Rewrite all of the material below with every "indicate" changed to "mark" and nothing else altered. Leave the pictures out of your version.

- **MATERIAL SHOWN**:
-- begin --

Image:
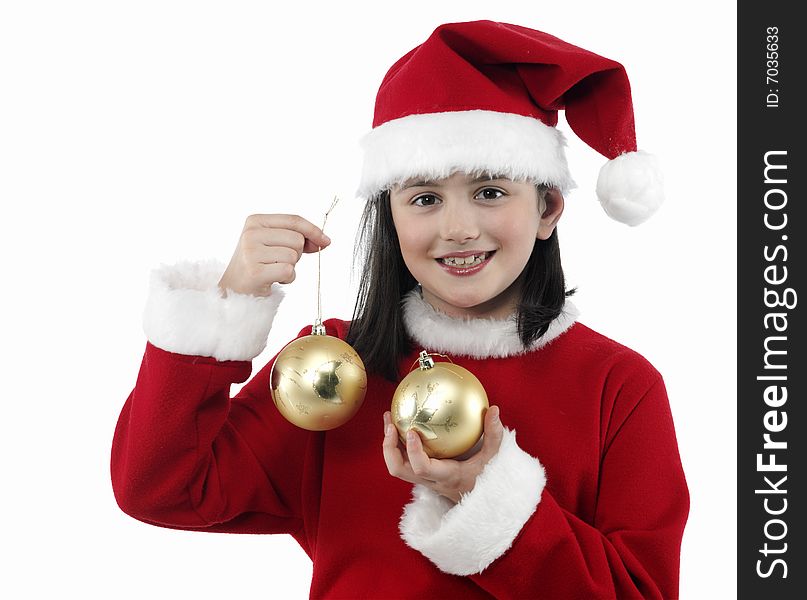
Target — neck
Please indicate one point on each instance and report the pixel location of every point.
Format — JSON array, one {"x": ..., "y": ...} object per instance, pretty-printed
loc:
[{"x": 470, "y": 336}]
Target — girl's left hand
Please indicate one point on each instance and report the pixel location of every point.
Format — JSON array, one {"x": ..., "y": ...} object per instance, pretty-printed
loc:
[{"x": 448, "y": 477}]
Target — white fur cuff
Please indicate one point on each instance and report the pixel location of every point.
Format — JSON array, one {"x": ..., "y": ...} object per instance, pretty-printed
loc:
[
  {"x": 466, "y": 538},
  {"x": 186, "y": 313}
]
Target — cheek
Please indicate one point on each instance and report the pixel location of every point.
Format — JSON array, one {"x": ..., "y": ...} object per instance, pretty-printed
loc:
[{"x": 410, "y": 237}]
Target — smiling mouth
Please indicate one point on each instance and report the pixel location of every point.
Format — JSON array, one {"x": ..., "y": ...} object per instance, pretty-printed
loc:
[{"x": 466, "y": 262}]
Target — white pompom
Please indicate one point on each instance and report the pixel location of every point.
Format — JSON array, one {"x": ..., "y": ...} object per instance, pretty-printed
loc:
[{"x": 630, "y": 187}]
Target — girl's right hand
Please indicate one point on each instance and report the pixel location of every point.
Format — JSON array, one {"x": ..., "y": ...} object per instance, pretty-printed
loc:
[{"x": 268, "y": 249}]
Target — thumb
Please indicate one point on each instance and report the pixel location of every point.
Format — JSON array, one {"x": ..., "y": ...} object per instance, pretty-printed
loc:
[{"x": 494, "y": 432}]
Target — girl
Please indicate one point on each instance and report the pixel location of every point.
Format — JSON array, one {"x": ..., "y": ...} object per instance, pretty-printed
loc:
[{"x": 464, "y": 177}]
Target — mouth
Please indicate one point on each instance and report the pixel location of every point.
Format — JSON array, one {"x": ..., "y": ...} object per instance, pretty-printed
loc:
[{"x": 465, "y": 265}]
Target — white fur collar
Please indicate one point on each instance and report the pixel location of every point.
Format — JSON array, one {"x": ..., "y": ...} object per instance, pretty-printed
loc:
[{"x": 477, "y": 338}]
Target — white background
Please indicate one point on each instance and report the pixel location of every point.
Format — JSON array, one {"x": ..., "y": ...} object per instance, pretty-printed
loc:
[{"x": 140, "y": 133}]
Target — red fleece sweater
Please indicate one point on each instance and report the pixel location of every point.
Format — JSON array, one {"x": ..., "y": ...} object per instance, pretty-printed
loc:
[{"x": 608, "y": 525}]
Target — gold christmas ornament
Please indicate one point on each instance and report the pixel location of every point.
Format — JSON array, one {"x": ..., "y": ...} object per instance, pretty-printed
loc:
[
  {"x": 318, "y": 381},
  {"x": 444, "y": 403}
]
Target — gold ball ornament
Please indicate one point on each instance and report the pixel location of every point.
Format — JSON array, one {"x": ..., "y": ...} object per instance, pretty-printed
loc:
[
  {"x": 444, "y": 403},
  {"x": 318, "y": 381}
]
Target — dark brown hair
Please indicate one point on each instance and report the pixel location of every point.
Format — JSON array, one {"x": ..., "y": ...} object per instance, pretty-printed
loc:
[{"x": 377, "y": 330}]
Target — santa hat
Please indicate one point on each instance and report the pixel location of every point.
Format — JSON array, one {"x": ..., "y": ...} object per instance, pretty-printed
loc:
[{"x": 484, "y": 97}]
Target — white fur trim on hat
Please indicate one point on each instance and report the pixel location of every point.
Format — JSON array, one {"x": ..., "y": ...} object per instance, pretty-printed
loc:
[
  {"x": 435, "y": 145},
  {"x": 186, "y": 313},
  {"x": 466, "y": 538},
  {"x": 630, "y": 187},
  {"x": 477, "y": 338}
]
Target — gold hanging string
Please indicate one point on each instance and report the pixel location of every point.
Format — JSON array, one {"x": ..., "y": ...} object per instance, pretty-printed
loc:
[{"x": 319, "y": 328}]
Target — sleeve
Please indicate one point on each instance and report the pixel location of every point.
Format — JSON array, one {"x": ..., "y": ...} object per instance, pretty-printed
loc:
[
  {"x": 512, "y": 538},
  {"x": 184, "y": 454}
]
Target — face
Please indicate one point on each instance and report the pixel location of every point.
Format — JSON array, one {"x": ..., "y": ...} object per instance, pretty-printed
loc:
[{"x": 467, "y": 240}]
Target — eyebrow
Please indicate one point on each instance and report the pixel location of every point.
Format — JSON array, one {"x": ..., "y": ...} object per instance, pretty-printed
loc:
[{"x": 426, "y": 182}]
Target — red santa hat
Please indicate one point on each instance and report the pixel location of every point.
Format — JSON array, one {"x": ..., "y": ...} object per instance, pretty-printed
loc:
[{"x": 484, "y": 97}]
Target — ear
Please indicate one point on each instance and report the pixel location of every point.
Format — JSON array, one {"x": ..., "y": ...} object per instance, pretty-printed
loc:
[{"x": 553, "y": 209}]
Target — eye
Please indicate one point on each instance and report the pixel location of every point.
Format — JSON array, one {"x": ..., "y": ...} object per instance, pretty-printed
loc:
[
  {"x": 425, "y": 200},
  {"x": 489, "y": 194}
]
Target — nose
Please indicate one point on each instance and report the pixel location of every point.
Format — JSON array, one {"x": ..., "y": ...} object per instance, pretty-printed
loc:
[{"x": 459, "y": 221}]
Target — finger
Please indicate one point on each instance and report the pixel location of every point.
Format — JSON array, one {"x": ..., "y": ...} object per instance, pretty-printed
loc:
[
  {"x": 494, "y": 432},
  {"x": 276, "y": 272},
  {"x": 392, "y": 454},
  {"x": 418, "y": 459},
  {"x": 296, "y": 223},
  {"x": 268, "y": 237}
]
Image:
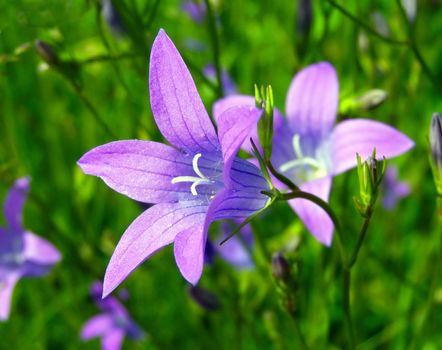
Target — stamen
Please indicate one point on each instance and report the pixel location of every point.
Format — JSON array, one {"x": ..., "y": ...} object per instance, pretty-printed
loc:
[{"x": 200, "y": 180}]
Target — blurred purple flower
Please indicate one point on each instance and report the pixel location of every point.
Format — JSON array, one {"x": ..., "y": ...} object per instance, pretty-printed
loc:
[
  {"x": 197, "y": 11},
  {"x": 192, "y": 184},
  {"x": 22, "y": 253},
  {"x": 233, "y": 250},
  {"x": 309, "y": 150},
  {"x": 393, "y": 189},
  {"x": 112, "y": 325},
  {"x": 229, "y": 87}
]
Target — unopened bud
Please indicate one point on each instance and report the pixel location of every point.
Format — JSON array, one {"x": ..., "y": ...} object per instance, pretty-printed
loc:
[
  {"x": 370, "y": 173},
  {"x": 280, "y": 267},
  {"x": 371, "y": 99},
  {"x": 46, "y": 52},
  {"x": 436, "y": 150}
]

-- end --

- **WRITTEN RESPONSE**:
Image:
Target — neck
Please mark one point on each instance and report the pixel location of every point.
Format — JSON array, one {"x": ..., "y": ...} object per instance, pretty-printed
loc:
[{"x": 470, "y": 336}]
Target — girl's left hand
Please mark one point on each instance and report the pixel location of every point.
Format — JSON array, one {"x": ..., "y": ...} object per instance, pretty-printed
loc:
[{"x": 448, "y": 477}]
Target — white fur cuff
Please mark one point on each instance and report the pixel location of every point.
Format — JSON array, one {"x": ..., "y": ...} object per instance, pretty-printed
loc:
[
  {"x": 466, "y": 538},
  {"x": 186, "y": 313}
]
Target — cheek
Please mark one point on each instance and report the pixel location of every point.
Format — JSON array, one {"x": ..., "y": ...} object per instance, pretty-printed
loc:
[{"x": 410, "y": 237}]
Target — smiling mouth
Please mark one point on each instance and report the pixel location of every point.
Format — JSON array, one {"x": ..., "y": ...} object per instance, pretty-printed
loc:
[{"x": 466, "y": 262}]
Target — white pompom
Please mark one point on each instance and report the pixel location of every point.
Format — JSON array, one {"x": ..., "y": ...} object per instance, pretty-printed
loc:
[{"x": 630, "y": 187}]
Target — girl's right hand
Please mark one point on each instance and report the pixel location of every point.
Format — JSON array, one {"x": ..., "y": ...} object per instance, pretty-printed
loc:
[{"x": 268, "y": 249}]
Target — thumb
Please mark one point on each instance and report the pixel location of every point.
Format — JSON array, one {"x": ..., "y": ...} object per instance, pretty-printed
loc:
[{"x": 494, "y": 432}]
Target — girl
Please mark one point on each instance and report the pixel location of every point.
Format — JSON array, one {"x": ..., "y": ...} object per instance, pretty-printed
loc:
[{"x": 464, "y": 177}]
Target — mouth
Please mark one point on each instance and report the pixel location of every point.
Format — JSON array, one {"x": ..., "y": ...} object per instance, pretty-printed
loc:
[{"x": 465, "y": 265}]
Target — white fur collar
Please mark one point on each instance and report the pixel location of every point.
Format — JSON array, one {"x": ..., "y": ...} object per instance, pretty-printed
loc:
[{"x": 477, "y": 338}]
Target — white background
Please mark one point on each instance and report the pixel location of every point.
Format — JSON array, one {"x": ..., "y": ...} object per instance, pretty-printed
loc:
[{"x": 140, "y": 133}]
Target — red fleece sweater
Please mark one point on each instance and report the pixel location of every point.
Format — JSON array, one {"x": ..., "y": ...} object per instance, pretty-printed
loc:
[{"x": 608, "y": 525}]
Target — gold christmas ornament
Please mark one point on each instance and report the pixel location of every point.
Format — JSON array, one {"x": ..., "y": ...} object per instance, pretty-printed
loc:
[
  {"x": 318, "y": 381},
  {"x": 444, "y": 403}
]
Target — gold ball ornament
Please mark one point on each instance and report the pixel location of every point.
Format — JSON array, one {"x": ..., "y": ...} object per instance, pretty-printed
loc:
[
  {"x": 444, "y": 403},
  {"x": 318, "y": 381}
]
Target — dark brown hair
Please mark one point on each instance and report the pixel location of every point.
Format — JSON array, one {"x": ..., "y": ...} object per instance, pretty-printed
loc:
[{"x": 377, "y": 330}]
Target — santa hat
Please mark one point on each instance and report the pixel location of every point.
Format — JSON array, one {"x": ..., "y": ...} object per instance, pretty-printed
loc:
[{"x": 484, "y": 97}]
Target — white fur trim on hat
Please mark one point on each instance and report the pixel location of every point.
Format — JSON array, one {"x": ..., "y": ...} object per instance, pretty-printed
loc:
[
  {"x": 435, "y": 145},
  {"x": 186, "y": 313},
  {"x": 466, "y": 538},
  {"x": 630, "y": 187},
  {"x": 477, "y": 338}
]
Target — gold hanging string
Please mark one point on each instance and report the pixel location of every point.
Format — JSON array, one {"x": ..., "y": ...} object per instance, pretty-printed
loc:
[{"x": 319, "y": 328}]
Target — sleeve
Please mark one point on each instance and report the pixel location of every point.
Format — JSON array, one {"x": ..., "y": ...} object per instance, pretty-printed
loc:
[
  {"x": 512, "y": 538},
  {"x": 184, "y": 454}
]
Target — face
Please mark one point on each instance and report the pixel location of every point.
Format — JSON array, one {"x": ..., "y": ...} object per instance, pretty-printed
loc:
[{"x": 467, "y": 240}]
Target — eyebrow
Please mark one point on each instance and report the pixel location of every point.
Format — JSON array, one {"x": ..., "y": ...} object per instance, pretty-printed
loc:
[{"x": 426, "y": 182}]
Target — red santa hat
Please mark one point on each instance and report the pixel location of every point.
Format — JSON array, one {"x": ..., "y": ...} object per instance, pretty-printed
loc:
[{"x": 484, "y": 97}]
Target — ear
Please mark one point on each instance and report the pixel location of every point.
Format — JSON array, one {"x": ..., "y": ...} object per instance, pretty-printed
loc:
[{"x": 553, "y": 209}]
Target — eye
Please mark one point on each instance and report the pixel location of every point.
Format — JSON array, one {"x": ..., "y": ...} object per instance, pretty-printed
loc:
[
  {"x": 425, "y": 200},
  {"x": 489, "y": 194}
]
Target — nose
Please mark one point on each instance and report the pixel location of every point.
Format — JSON array, one {"x": ..., "y": ...} object per instance, pretty-printed
loc:
[{"x": 459, "y": 221}]
Target — finger
Please mark one point on each instance and report the pixel location of every point.
Format — JSON array, one {"x": ..., "y": ...} object per instance, pretty-printed
loc:
[
  {"x": 494, "y": 432},
  {"x": 276, "y": 272},
  {"x": 392, "y": 454},
  {"x": 418, "y": 459},
  {"x": 296, "y": 223},
  {"x": 268, "y": 237}
]
Image:
Target — stamen
Please mark one point on each instance and report the pixel location of every point.
Format — JSON array, one {"x": ..., "y": ...} object per instance, pretty-printed
loc:
[{"x": 200, "y": 180}]
Target — blurred purple flower
Please mark one point on each instance and report the pixel location of every point.
Format — JSON array, one {"x": ..., "y": ...} object per instance, pretty-printed
loc:
[
  {"x": 197, "y": 11},
  {"x": 192, "y": 184},
  {"x": 22, "y": 253},
  {"x": 233, "y": 250},
  {"x": 309, "y": 150},
  {"x": 393, "y": 189},
  {"x": 112, "y": 325},
  {"x": 229, "y": 87}
]
Target — unopened bud
Please mark one point on each instance and report the pixel location of every point.
Format — JSON array, one {"x": ..., "y": ...} object per instance, pretty-printed
loc:
[
  {"x": 370, "y": 173},
  {"x": 280, "y": 267},
  {"x": 371, "y": 99},
  {"x": 46, "y": 52},
  {"x": 436, "y": 150}
]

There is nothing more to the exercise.